The request |
Please repeat the items word for word, from the line containing "Reviewer note: make sure each instance of the woman in" up to and including the line containing "[(333, 232)]".

Supplied data |
================================

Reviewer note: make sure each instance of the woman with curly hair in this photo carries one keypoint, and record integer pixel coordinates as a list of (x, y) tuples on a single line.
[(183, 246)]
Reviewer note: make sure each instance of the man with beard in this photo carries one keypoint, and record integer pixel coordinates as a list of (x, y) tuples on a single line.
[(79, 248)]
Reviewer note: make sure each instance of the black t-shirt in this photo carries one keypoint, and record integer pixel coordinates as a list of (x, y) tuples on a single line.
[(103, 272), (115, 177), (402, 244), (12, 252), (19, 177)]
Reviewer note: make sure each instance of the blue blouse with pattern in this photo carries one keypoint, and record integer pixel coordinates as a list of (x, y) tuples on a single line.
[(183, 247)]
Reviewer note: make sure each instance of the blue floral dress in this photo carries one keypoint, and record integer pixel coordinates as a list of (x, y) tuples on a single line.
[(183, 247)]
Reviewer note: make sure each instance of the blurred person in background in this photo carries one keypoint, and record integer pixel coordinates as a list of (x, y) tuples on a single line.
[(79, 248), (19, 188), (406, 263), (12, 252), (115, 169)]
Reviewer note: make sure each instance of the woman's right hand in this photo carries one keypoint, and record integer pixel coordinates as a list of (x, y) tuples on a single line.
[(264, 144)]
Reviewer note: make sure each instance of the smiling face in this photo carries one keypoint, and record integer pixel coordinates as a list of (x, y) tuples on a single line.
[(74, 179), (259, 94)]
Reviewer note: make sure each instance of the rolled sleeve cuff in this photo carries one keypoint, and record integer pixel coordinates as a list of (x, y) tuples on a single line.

================================

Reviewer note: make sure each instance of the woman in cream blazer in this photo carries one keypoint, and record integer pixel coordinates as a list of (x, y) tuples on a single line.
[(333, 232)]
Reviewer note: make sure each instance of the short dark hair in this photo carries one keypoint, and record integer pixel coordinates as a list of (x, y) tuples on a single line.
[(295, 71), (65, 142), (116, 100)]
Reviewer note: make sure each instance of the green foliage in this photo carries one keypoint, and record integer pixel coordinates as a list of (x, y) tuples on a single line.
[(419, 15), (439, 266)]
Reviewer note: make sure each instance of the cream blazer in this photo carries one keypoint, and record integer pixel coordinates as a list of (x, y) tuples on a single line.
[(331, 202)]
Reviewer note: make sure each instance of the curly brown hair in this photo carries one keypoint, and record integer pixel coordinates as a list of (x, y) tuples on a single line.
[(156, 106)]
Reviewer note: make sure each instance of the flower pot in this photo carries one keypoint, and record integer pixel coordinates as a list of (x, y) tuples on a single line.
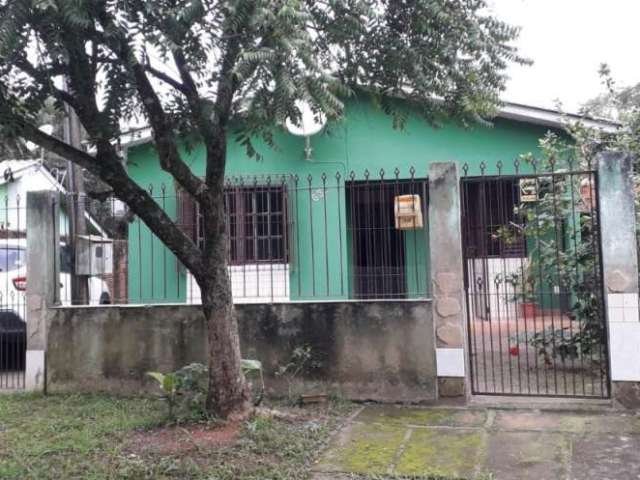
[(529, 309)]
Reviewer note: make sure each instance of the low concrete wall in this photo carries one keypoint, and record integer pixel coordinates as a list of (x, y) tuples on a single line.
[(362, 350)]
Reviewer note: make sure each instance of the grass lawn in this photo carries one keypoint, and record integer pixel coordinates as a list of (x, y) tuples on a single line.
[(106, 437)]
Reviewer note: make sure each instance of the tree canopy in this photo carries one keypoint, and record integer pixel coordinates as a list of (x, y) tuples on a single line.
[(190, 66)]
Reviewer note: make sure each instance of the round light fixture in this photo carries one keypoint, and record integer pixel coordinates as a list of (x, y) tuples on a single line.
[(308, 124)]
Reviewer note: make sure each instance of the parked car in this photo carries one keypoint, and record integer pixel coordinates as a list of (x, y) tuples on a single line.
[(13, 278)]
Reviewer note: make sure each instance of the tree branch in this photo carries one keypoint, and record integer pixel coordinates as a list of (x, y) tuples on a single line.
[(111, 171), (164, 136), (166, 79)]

================================

Written solution |
Reviewer note: make sure each instance of the woman in cream blazer in this photo carries one keypoint, and record integer pixel coordinates as a list of (x, y) tuples on a single line.
[(333, 232)]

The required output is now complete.